_WORK INSTRUCTIONS_
Copy the records below, changing every "record the coordinates" to "list the coordinates" and leaving everything else untouched.
━━ EXERCISE INPUT ━━
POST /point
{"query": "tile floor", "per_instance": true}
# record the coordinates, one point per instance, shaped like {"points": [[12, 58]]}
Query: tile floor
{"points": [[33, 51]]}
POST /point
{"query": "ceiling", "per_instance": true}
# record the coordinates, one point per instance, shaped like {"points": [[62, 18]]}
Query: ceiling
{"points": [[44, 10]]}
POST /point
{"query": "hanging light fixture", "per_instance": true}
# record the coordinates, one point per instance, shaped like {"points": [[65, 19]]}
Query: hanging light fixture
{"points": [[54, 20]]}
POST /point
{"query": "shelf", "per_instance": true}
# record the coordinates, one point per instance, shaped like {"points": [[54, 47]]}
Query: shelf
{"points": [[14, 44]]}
━━━
_WRITTEN SOLUTION_
POST /point
{"query": "tile floor", "per_instance": true}
# list the coordinates, one point per instance, shaped like {"points": [[12, 58]]}
Query: tile floor
{"points": [[33, 51]]}
POST /point
{"query": "ceiling", "per_instance": true}
# list the coordinates, one point per instance, shaped like {"points": [[62, 18]]}
Query: ceiling
{"points": [[44, 10]]}
POST /point
{"query": "hanging light fixture", "per_instance": true}
# list the coordinates, one point per instance, shaped like {"points": [[65, 19]]}
Query: hanging light fixture
{"points": [[54, 20]]}
POST /point
{"query": "shelf", "per_instance": true}
# list the coordinates, one point per instance, shaped like {"points": [[54, 47]]}
Query: shelf
{"points": [[14, 44]]}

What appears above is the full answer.